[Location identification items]
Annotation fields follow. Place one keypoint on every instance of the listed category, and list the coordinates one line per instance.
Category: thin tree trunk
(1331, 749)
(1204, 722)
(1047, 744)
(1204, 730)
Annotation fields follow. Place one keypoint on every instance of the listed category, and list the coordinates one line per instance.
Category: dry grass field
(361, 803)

---

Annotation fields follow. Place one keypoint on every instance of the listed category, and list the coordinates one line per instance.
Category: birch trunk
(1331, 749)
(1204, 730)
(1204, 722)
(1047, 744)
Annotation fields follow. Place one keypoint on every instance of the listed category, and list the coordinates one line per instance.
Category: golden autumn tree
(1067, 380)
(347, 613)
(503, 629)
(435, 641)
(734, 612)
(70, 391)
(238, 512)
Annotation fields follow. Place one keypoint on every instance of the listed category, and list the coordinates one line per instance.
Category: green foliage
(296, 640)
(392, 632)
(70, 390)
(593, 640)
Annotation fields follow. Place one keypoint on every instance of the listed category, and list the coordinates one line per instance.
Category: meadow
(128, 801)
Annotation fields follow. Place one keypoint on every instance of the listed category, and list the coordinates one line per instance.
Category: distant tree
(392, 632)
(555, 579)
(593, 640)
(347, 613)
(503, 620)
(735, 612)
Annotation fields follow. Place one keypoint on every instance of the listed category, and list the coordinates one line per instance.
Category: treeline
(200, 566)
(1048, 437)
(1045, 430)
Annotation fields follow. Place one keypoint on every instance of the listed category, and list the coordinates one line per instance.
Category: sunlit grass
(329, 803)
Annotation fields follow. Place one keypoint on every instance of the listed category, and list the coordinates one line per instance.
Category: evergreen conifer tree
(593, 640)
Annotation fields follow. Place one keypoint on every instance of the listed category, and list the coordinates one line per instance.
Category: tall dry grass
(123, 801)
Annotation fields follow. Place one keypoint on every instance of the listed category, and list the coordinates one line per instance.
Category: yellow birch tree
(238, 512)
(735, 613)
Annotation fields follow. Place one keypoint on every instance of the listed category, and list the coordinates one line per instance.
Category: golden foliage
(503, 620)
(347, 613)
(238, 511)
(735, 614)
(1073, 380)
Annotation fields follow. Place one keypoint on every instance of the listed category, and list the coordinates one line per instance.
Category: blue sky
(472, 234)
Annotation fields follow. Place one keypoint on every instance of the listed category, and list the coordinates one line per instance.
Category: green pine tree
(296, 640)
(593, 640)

Short exercise: Can you find every line in the material above that contains the word "foliage" and copy each of those lines?

Exercise response:
Category: green foliage
Category: golden foliage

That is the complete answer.